--- MATERIAL FOR THE TASK ---
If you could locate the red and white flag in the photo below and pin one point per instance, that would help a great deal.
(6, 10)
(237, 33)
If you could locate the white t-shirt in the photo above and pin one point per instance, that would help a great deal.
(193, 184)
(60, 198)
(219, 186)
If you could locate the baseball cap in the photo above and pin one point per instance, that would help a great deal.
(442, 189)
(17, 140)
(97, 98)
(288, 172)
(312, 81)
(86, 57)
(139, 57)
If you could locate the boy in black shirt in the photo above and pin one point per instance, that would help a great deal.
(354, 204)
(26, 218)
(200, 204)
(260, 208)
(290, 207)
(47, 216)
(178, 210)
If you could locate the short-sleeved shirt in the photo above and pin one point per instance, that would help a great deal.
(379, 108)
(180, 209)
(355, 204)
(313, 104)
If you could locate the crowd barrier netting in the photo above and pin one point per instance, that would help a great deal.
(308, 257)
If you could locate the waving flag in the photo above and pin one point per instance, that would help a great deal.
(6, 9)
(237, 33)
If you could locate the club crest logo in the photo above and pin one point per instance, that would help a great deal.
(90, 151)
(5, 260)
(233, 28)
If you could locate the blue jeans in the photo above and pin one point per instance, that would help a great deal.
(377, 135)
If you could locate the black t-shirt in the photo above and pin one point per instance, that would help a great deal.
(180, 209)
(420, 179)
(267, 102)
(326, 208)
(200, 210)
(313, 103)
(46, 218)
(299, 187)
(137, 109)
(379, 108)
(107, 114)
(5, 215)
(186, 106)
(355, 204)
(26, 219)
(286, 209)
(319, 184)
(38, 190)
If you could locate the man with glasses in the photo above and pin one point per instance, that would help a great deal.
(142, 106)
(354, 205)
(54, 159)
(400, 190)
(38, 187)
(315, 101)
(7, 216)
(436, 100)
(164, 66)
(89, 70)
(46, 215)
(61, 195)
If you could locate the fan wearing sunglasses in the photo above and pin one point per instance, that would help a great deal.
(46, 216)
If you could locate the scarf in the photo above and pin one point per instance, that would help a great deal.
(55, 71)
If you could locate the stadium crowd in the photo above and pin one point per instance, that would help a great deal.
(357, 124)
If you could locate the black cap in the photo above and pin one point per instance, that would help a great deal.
---
PROBLEM REQUIREMENTS:
From the records above, extract every entry exactly as given.

ANSWER TO THIS PROBLEM:
If you could locate the red and white flag in the photo below and pin one point per instance, that would help a great deal.
(6, 10)
(237, 33)
If you could locate the white t-shirt in the photo above and pin one point per instance, that would help a great deal.
(193, 184)
(60, 198)
(219, 186)
If you could locate the baseball cap in the photo above and pin one point per instance, that would help a great deal.
(442, 189)
(17, 140)
(97, 98)
(288, 172)
(312, 81)
(86, 57)
(139, 57)
If you could locate the boy in black shirt in the photo above and pin one point per instance, that would help a great deal.
(354, 204)
(26, 218)
(200, 204)
(260, 208)
(290, 207)
(47, 216)
(178, 210)
If you could locate the short-sleeved shirt in the photo above and pin one point per instance, that would help a great deal.
(379, 108)
(180, 209)
(355, 204)
(313, 104)
If you could locate the crowd barrier netting in the photo above and pin one point per instance, that would help a great deal.
(308, 257)
If you could locate the waving flag in the photo above and pin one point per instance, that would help a great deal.
(6, 9)
(237, 33)
If you could locate the club crest logo in the photo above and pin one point per instance, that would help a great deal.
(90, 151)
(5, 260)
(233, 28)
If you could locate the blue jeans in the photo above and pin one point per instance, that would help a great deal.
(377, 135)
If you could locate the black t-shirt in the photo above and pin one point per instance, that would help a great deal.
(180, 209)
(420, 179)
(267, 102)
(326, 208)
(200, 210)
(313, 103)
(46, 218)
(299, 187)
(137, 109)
(379, 108)
(107, 114)
(5, 215)
(186, 106)
(355, 204)
(26, 219)
(286, 209)
(319, 184)
(38, 190)
If you could locate the man with glasses in the photo above and pin one point per instance, that would help a great deal.
(142, 106)
(354, 205)
(54, 159)
(400, 190)
(38, 187)
(315, 101)
(7, 216)
(436, 100)
(164, 66)
(89, 70)
(46, 215)
(61, 195)
If you could locate the fan wearing sunglasses in the photo above and pin one point per instance, that would help a great deal.
(46, 216)
If you could locate the scarf in the photo above and pin one point per instance, that would help a great deal.
(55, 71)
If you could locate the stadium crowd in the photo above and pin one point per instance, that would help a great deal.
(357, 124)
If you could locate the black cap in the photo above and pin one point per instance, that would help a great deal.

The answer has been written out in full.